**Given text**:
News & Events

Dr. Saundra Westervelt Shines Light on the Exonerated

February 28, 2017 by

“Idaho. I know somebody who was almost executed there.”

UNCG sociology professor Dr. Saundra Westervelt views Lucinda Devlin’s “Omega Suites” photographs in the Weatherspoon Art Museum with an inroad to their significance. She’s a leading researcher on death row exonerees, and she’ll speak about the photographs in a special event in the gallery on March 2.

“Illinois, where they no longer have a death penalty. I have several very close friends who were almost executed here.”

The photographs from Devlin’s most celebrated collection show empty, clean execution chambers, each with a distinct personality. Westervelt has known people who have lived near them for 20 or more years, before they were proven innocent and released from death row.

“Oh, Yellow Mama, in Alabama,” she says, pausing in front of the photograph of the chair, which was intentionally painted a commanding bright yellow. “This particular chair, in the circles of people who study the death penalty, is famous.

 

Westervelt and her colleague Dr. Kim Cook (UNCW) compile the stories of innocent people who have been convicted of capital crimes, incarcerated on death row and later released because of their factual innocence. Together, they have interviewed many exonerees and written extensively about the challenges they face in “Life after Death Row: Exonerees’ Search for Identity and Community,” published by Rutgers University Press. Westervelt is also co-editor of a collection of essays, “Wrongly Convicted: Perspectives on Failed Justice” and an edition of the Albany Law Review dedicated specifically to the aftermath issues experienced by exonerated death row survivors. Before she began her research, little was known about the lives of exonerees after prison, and few resources were available to them.

Through her research, she knew Walter McMillan, one subject of “Just Mercy,” an award-winning memoir by attorney Bryan Stevenson. Recently, Westervelt has led discussions on Stevenson’s work at a Friends of the UNCG Libraries event and at Scuppernong Books.

“He was put on death row before he was even convicted,” she shares about Walter McMillan, who lived in close proximity to Yellow Mama for six years, and expected to end his life there, she says.

Westervelt also counts among her close friends Kirk Bloodsworth, the first death row DNA exoneree in the entire United States. Following his exoneration, Bloodsworth worked with Congress to pass the Innocence Protection Act of 2003, and established the Kirk Bloodsworth Post-conviction DNA Testing Program, to protect other innocent people.

“Innocence is a very powerful thing,” Westervelt says, explaining that a high number of death row exonerees has led to the banning of the death penalty in some states, such as Illinois.

**Prompt A**:
Answer these about the Westervelt article:
(i) On what date will Westervelt speak about the photographs in the gallery?
(ii) Which press published "Life after Death Row: Exonerees' Search for Identity and Community"?
(iii) Who was the first death row DNA exoneree in the entire United States?
**Prompt B**: Transcribe the Westervelt article from "Through her research, she" up to and including "at Scuppernong Books.", word for word.

**Extracted information**:
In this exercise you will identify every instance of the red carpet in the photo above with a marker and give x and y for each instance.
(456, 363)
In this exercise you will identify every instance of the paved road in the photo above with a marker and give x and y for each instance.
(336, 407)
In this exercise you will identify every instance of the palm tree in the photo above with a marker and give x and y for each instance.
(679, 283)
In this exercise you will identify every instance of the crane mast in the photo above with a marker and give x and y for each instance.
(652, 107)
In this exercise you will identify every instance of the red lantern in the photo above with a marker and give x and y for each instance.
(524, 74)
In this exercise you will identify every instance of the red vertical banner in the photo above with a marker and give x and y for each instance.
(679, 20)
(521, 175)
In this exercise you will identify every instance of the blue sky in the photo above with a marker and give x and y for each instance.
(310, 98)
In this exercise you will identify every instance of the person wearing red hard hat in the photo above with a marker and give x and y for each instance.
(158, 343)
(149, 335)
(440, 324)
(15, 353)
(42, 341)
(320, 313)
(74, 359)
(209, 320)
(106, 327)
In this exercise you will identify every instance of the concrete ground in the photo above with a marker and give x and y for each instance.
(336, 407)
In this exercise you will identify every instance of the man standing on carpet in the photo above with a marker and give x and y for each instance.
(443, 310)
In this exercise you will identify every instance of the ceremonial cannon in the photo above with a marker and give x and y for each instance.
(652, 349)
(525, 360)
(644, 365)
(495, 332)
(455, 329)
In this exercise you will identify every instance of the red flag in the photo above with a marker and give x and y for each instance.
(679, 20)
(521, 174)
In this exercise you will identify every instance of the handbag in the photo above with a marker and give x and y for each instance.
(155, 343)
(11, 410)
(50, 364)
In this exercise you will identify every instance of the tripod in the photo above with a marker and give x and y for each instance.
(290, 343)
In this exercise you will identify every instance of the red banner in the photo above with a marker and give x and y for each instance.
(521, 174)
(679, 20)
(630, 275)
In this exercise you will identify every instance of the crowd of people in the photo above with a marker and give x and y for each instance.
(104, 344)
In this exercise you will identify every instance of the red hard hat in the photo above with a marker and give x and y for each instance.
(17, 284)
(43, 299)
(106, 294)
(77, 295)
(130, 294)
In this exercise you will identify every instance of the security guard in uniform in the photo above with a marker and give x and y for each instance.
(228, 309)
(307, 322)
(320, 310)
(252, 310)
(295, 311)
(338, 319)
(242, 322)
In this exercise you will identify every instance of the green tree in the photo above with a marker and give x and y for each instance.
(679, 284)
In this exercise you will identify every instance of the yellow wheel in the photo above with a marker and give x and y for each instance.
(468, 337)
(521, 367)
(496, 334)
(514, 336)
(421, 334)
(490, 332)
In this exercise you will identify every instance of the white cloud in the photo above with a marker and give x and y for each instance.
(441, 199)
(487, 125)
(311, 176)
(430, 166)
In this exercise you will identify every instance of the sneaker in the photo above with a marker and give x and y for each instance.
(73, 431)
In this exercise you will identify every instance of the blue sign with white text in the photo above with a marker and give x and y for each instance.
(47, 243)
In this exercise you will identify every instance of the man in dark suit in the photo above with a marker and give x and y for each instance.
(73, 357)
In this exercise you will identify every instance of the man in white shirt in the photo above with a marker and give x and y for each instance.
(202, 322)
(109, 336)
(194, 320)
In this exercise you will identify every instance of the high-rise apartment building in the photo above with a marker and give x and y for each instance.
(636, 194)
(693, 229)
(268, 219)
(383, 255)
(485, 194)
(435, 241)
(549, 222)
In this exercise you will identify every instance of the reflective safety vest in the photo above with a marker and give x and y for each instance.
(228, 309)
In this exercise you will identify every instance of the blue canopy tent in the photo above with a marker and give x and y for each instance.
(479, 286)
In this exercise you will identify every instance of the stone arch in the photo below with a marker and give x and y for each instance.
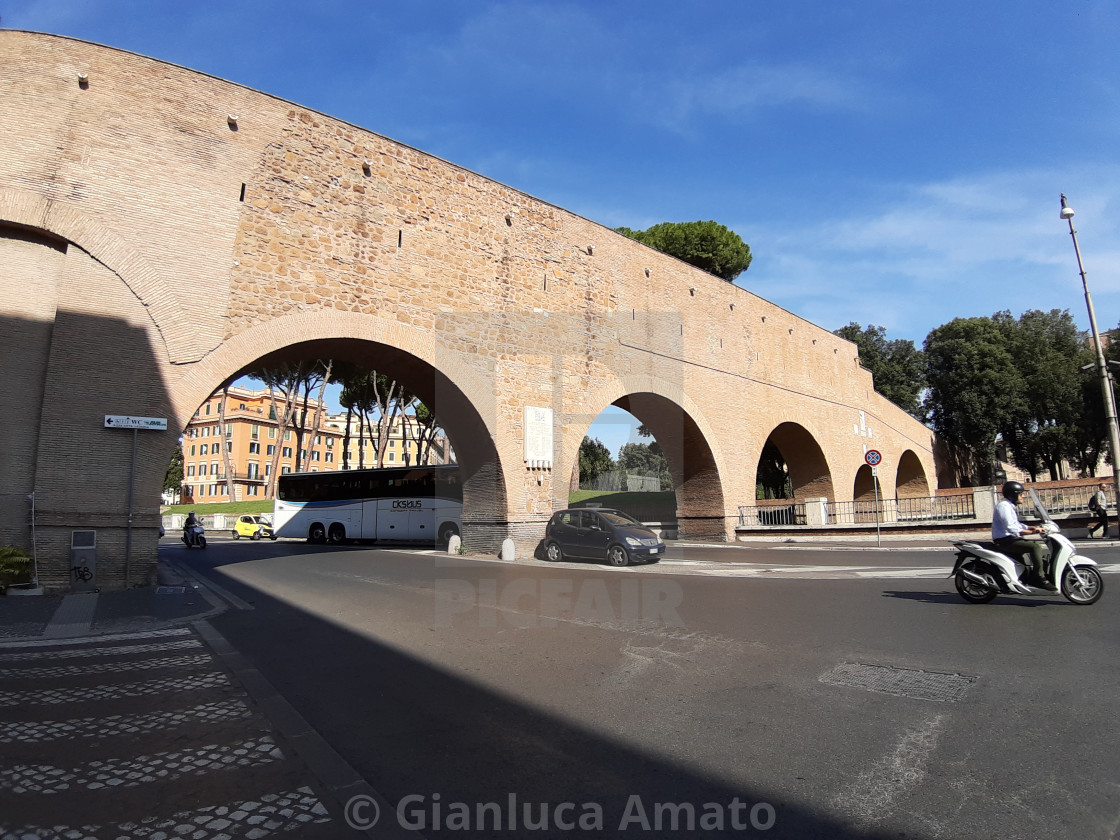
(161, 301)
(439, 380)
(809, 468)
(683, 435)
(911, 481)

**Task output A**:
(i) March 2
(ii) Rutgers University Press
(iii) Kirk Bloodsworth

**Task output B**:
Through her research, she knew Walter McMillan, one subject of “Just Mercy,” an award-winning memoir by attorney Bryan Stevenson. Recently, Westervelt has led discussions on Stevenson’s work at a Friends of the UNCG Libraries event and at Scuppernong Books.